May 15 | Love is the star map (Fire in the Wineglass #5)

In today’s lesson, we went on to the first of several stories Rumi tells throughout the Masnavi, narratives which I immediately began to think of as parables.

On Wikipedia a parable is defined as “a succinct, didactic story in prose or verse, that illustrates one or more instructive lessons or principles.” In the West we would most commonly associate this type of storytelling with Jesus, but it was actually quite a popular teaching tool in the ancient East, so I don’t personally think it’s inappropriate to refer to these stories as such.

Today’s parable concerned a king, a maiden, a healer, and a goldsmith. The king happens to see a servant or slave girl and becomes completely entranced with her. He secures her possession and brings her to his court, but when she arrives she immediately sickens. The king commissions doctors and healers to heal her, but none of them can (Rumi makes it clear that all of these healers are incredibly arrogant, and that the more tactics they try, the more she sickens).

Finally, the king, deeply grieved, runs barefoot to the mosque and wails out his prayers to God to help, drenching the rugs with his tears.

This is clearly the corrective needed to the arrogance of the doctors, and the king receives a dream that a healer will come who can help.

The next day, the healer arrives – a humble and gentle soul who comes and discovers the ailment: love.

The girl, he discovers, is heartsick over a goldsmith living in a town where she used to live.

The rest of the tale doesn’t go like how you’d expect! The healer and the king converse, and send messengers to bring the goldsmith to the king’s court! They lure him there with flattery, and he leaves behind his children and friends. He is then wedded to the girl, and they spend six months of bliss before the king fixes a poison potion and begins to slowly feed it to the goldsmith. As he sickens, his beauty and strength fade, until the girl loses interest. Finally, at his death, she is freed and falls in love with the king.

- WORK REQUIRED -
Answer these questions from the post about Rumi's story of the king and the maiden.
(a) What source does the post quote for its definition of a parable?
(b) Who is the girl heartsick over, according to the healer?
(c) How long do the goldsmith and the girl spend in bliss before the king starts feeding him poison?

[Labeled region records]
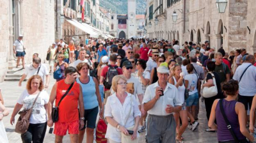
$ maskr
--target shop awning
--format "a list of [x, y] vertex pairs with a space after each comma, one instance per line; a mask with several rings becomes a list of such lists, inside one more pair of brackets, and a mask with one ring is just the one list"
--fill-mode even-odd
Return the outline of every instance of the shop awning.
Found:
[[80, 22], [79, 22], [76, 20], [67, 19], [65, 20], [74, 26], [79, 29], [80, 30], [89, 34], [90, 37], [98, 38], [99, 36], [99, 34], [95, 32], [93, 29], [86, 26], [84, 26], [83, 24], [81, 24]]

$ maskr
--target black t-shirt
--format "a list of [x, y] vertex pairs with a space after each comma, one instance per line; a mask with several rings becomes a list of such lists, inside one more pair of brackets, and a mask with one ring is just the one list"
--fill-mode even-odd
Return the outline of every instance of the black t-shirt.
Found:
[[123, 57], [125, 57], [125, 51], [122, 49], [117, 50], [117, 54], [123, 56]]
[[[223, 98], [223, 94], [222, 94], [222, 91], [221, 91], [221, 86], [220, 85], [220, 76], [219, 75], [215, 72], [212, 72], [213, 73], [213, 75], [214, 75], [215, 77], [215, 80], [216, 80], [216, 83], [217, 85], [217, 89], [218, 89], [218, 98]], [[207, 73], [206, 75], [206, 81], [208, 81], [208, 80], [209, 79], [212, 79], [212, 75], [209, 73]]]

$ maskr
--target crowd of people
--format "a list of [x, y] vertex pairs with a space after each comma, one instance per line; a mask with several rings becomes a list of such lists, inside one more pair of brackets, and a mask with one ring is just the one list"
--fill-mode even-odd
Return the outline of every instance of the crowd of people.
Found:
[[[13, 50], [21, 43], [15, 41]], [[28, 81], [10, 123], [37, 99], [23, 142], [42, 142], [47, 126], [54, 125], [55, 142], [68, 131], [71, 142], [83, 142], [86, 132], [86, 142], [92, 143], [99, 116], [106, 119], [110, 143], [138, 142], [144, 132], [148, 143], [183, 142], [189, 140], [182, 135], [186, 130], [198, 128], [204, 102], [205, 132], [218, 131], [219, 142], [253, 141], [256, 54], [216, 50], [208, 41], [90, 38], [67, 45], [61, 39], [47, 50], [49, 71], [38, 54], [23, 65], [19, 86]], [[49, 87], [49, 73], [56, 80], [50, 95], [44, 90]], [[0, 100], [1, 125], [8, 112], [1, 96]], [[57, 121], [51, 116], [54, 105]]]

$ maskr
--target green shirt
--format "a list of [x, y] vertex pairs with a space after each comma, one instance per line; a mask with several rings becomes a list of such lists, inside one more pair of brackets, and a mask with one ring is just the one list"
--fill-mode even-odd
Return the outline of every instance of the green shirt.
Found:
[[214, 71], [219, 74], [221, 83], [226, 80], [226, 75], [230, 73], [230, 70], [229, 70], [228, 66], [224, 63], [221, 63], [220, 65], [215, 64]]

- TASK RESULT -
(a) Wikipedia.
(b) A goldsmith living in a town where she used to live.
(c) Six months.